- [YOUR INSTRUCTIONS] Reproduce the material that follows word for word, keeping every line in the same order.

--- START OF EXTRACTED DATA ---

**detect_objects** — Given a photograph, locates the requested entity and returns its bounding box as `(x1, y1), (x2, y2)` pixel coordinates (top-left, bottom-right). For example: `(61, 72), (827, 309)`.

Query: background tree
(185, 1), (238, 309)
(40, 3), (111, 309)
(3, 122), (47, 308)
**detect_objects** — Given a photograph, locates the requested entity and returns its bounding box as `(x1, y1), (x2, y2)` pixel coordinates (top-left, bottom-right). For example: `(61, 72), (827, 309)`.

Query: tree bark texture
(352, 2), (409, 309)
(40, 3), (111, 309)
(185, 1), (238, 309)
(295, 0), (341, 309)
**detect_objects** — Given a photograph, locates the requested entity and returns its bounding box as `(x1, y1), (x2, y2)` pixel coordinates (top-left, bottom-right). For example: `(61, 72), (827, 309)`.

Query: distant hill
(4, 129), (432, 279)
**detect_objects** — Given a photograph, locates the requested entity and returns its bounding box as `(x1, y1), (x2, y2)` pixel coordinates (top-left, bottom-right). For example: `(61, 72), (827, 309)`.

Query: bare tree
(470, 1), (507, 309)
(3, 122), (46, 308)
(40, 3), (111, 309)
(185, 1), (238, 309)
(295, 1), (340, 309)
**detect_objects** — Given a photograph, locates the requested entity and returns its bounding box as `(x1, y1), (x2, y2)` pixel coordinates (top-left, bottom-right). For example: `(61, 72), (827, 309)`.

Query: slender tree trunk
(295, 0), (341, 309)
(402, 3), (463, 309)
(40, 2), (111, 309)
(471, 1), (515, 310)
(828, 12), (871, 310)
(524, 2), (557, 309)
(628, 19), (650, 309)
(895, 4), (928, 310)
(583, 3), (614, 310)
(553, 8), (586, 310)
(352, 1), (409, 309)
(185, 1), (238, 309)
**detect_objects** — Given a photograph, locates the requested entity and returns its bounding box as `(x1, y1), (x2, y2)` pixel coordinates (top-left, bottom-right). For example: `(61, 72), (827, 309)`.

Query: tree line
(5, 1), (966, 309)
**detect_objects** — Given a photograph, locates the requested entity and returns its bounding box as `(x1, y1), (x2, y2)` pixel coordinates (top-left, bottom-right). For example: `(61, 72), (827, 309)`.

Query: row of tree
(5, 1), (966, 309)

--- END OF EXTRACTED DATA ---

- [ANSWER TO THIS TASK]
**detect_objects** — Given a photograph, locates the requested entity and returns its bounding box as `(x1, y1), (x2, y2)` pixel coordinates (top-left, bottom-right). For example: `(61, 72), (827, 309)`.

Query: background tree
(185, 1), (238, 309)
(40, 3), (111, 309)
(3, 122), (47, 308)
**detect_objects** — Given a photograph, locates the requested entity and returns its bounding box as `(x1, y1), (x2, y2)` pixel coordinates (top-left, bottom-right). For example: `(61, 72), (827, 309)`.

Query: tree bark texture
(352, 2), (409, 309)
(40, 3), (111, 309)
(185, 1), (238, 309)
(295, 0), (341, 309)
**detect_objects** — Given a photograph, locates the requested entity and returns its bounding box as `(x1, y1), (x2, y2)` pixel coordinates (top-left, bottom-right). For example: `(61, 72), (827, 309)`.

Query: distant hill
(4, 129), (432, 279)
**detect_objects** — Given a photograph, locates the requested entity and returns its bounding box as `(x1, y1), (x2, y2)` pixel coordinates (top-left, bottom-right). For example: `(61, 72), (827, 309)`.

Query: bare tree
(470, 1), (507, 309)
(3, 122), (46, 308)
(40, 3), (111, 309)
(185, 1), (238, 309)
(295, 1), (340, 309)
**detect_objects** — Given a photograph, locates the requested entity and returns its bounding box as `(x1, y1), (x2, y2)` pixel coordinates (top-left, bottom-right). For example: `(61, 72), (827, 309)`.

Query: slender tree trunk
(295, 0), (341, 309)
(402, 3), (463, 309)
(40, 2), (111, 309)
(471, 1), (515, 310)
(828, 12), (871, 310)
(524, 2), (557, 309)
(628, 19), (650, 309)
(895, 4), (928, 310)
(583, 3), (614, 310)
(553, 8), (586, 310)
(352, 1), (409, 309)
(185, 1), (238, 309)
**detect_objects** — Given a photograph, locates the requested entity and returns its bounding box as `(x1, y1), (x2, y2)` pixel coordinates (top-left, bottom-right). For example: `(61, 72), (827, 309)`.

Query: tree line
(5, 1), (966, 309)
**detect_objects** — Given a photograph, locates the requested entity and returns its bounding box as `(x1, y1), (x2, y2)` pixel coordinates (top-left, bottom-right). For example: `(61, 72), (827, 309)`.

Query: row of tree
(5, 1), (966, 309)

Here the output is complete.